* _Dataset entries_
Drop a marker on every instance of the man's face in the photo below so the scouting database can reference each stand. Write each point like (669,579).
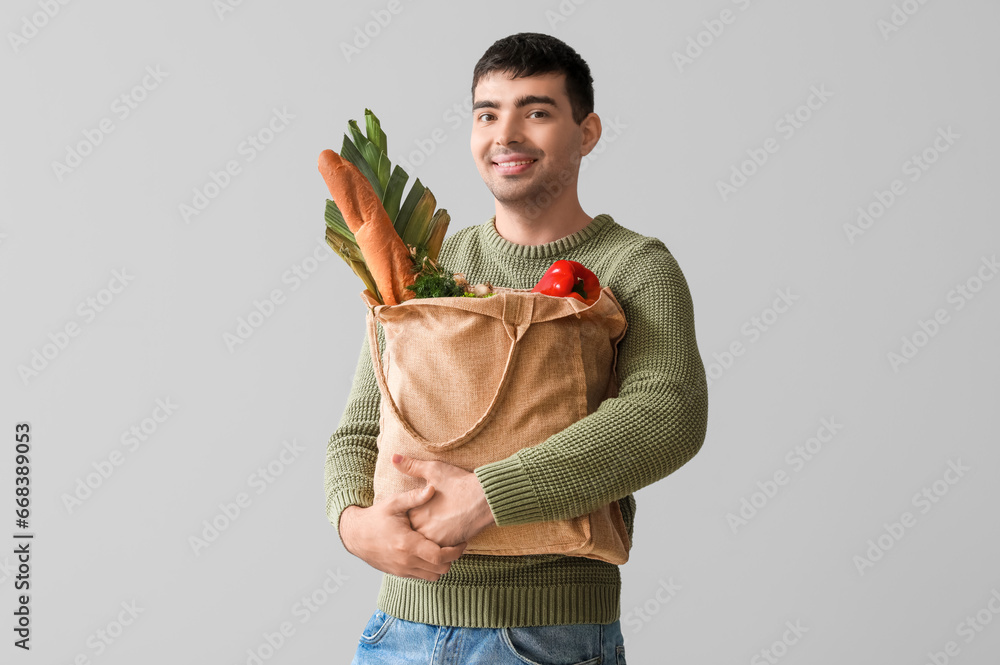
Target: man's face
(521,119)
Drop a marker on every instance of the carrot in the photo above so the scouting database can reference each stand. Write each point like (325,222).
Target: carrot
(388,258)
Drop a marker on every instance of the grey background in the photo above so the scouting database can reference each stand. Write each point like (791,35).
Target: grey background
(679,132)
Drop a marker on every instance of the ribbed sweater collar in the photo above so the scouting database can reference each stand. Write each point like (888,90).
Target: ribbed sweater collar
(492,239)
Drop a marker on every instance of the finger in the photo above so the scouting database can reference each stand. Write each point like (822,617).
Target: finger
(400,503)
(411,467)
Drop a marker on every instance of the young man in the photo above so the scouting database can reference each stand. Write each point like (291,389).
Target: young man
(533,102)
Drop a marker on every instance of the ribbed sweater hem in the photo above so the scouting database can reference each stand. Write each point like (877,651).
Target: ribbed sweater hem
(496,607)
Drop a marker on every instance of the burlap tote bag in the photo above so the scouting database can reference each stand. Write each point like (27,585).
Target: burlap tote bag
(468,381)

* _Task objective_
Rewrite all the records above as a two-column CSV with the headers request and answer, one row per record. Put each field in quotes, turn its line breaks into spaces, and leave the pictures out.

* _Task output_
request,answer
"Drop a marker on every instance of the man's face in the photo below so the scouting database can reference each stand. Write each point like (669,579). Target: man's face","(521,119)"
"Drop a marker on every instance of the carrot in the photo above so the scouting database can reference each stand. Write each point like (325,222). Target: carrot","(388,258)"
"Drop a marker on every instance of the grey background in the photo above so the scouting database can reference each stand. Write each point like (791,35). Target: grey background","(679,132)"
"Drop a marker on every instance of the ribbed sweater collar in the photo above so the scouting database can reference each stand. Write each point like (888,90). Target: ribbed sweater collar","(492,239)"
"Drop a marker on every instance of the finger in the photo above so the scouting database can reference each stand. Write each point like (822,617). Target: finger","(400,503) (411,467)"
"Drop a marker on every instance of the young man in the photo above so the scouting database can reference each stand. Write each point like (291,389). Target: young man","(533,102)"
"Drop a marker on every instance of the ribbed sweater hem in the photo above so the scouting database can reference each stand. Write each point like (877,651). Target: ribbed sweater hem","(496,607)"
"Drop a marker on every instance of the burlap tote bag in the photo above so the scouting database can reference each stand. Write each point like (27,585). Target: burlap tote bag","(468,381)"